■ WHAT THIS TASK INVOLVES: Should a line below contain the word "white", report it.

Data items:
===============

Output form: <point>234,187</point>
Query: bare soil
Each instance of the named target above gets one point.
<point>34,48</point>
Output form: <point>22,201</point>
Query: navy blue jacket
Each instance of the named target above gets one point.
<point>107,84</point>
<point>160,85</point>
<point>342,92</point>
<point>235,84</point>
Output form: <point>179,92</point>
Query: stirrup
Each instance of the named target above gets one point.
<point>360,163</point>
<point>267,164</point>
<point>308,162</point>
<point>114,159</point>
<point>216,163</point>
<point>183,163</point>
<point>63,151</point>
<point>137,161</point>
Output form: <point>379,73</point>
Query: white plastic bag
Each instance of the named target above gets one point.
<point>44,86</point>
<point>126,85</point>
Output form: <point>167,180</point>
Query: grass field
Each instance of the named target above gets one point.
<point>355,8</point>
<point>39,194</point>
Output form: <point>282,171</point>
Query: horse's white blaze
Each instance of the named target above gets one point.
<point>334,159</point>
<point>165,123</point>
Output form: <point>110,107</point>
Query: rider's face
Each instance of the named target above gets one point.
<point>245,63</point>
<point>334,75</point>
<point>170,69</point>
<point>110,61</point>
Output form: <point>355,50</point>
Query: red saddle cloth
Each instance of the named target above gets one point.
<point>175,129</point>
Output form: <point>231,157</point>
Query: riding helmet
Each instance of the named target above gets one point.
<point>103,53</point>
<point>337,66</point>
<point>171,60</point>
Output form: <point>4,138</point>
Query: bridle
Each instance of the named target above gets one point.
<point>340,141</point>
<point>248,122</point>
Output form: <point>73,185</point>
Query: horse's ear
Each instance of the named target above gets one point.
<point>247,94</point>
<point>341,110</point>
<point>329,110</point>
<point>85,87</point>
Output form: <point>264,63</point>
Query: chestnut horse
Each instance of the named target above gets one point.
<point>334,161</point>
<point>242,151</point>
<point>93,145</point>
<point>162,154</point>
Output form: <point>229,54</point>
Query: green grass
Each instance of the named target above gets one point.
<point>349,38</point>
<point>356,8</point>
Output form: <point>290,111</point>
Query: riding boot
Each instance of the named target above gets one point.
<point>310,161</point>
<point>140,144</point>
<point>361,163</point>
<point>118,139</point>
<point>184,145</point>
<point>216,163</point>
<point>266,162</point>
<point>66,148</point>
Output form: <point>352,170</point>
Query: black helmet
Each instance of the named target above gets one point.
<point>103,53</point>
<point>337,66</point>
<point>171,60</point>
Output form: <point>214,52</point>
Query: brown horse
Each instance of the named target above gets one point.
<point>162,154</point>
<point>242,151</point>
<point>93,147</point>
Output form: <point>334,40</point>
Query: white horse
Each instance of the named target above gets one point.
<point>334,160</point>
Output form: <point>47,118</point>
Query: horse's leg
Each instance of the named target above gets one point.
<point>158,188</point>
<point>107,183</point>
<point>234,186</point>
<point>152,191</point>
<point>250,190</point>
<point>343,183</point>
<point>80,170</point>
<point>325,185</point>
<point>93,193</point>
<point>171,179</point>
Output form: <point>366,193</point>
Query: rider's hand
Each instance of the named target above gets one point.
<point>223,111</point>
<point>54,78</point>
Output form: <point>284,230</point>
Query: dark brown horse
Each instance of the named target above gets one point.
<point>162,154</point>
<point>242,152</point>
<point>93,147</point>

===============

■ RESPONSE AREA:
Query: white plastic bag
Query: horse's white blaze
Query: white horse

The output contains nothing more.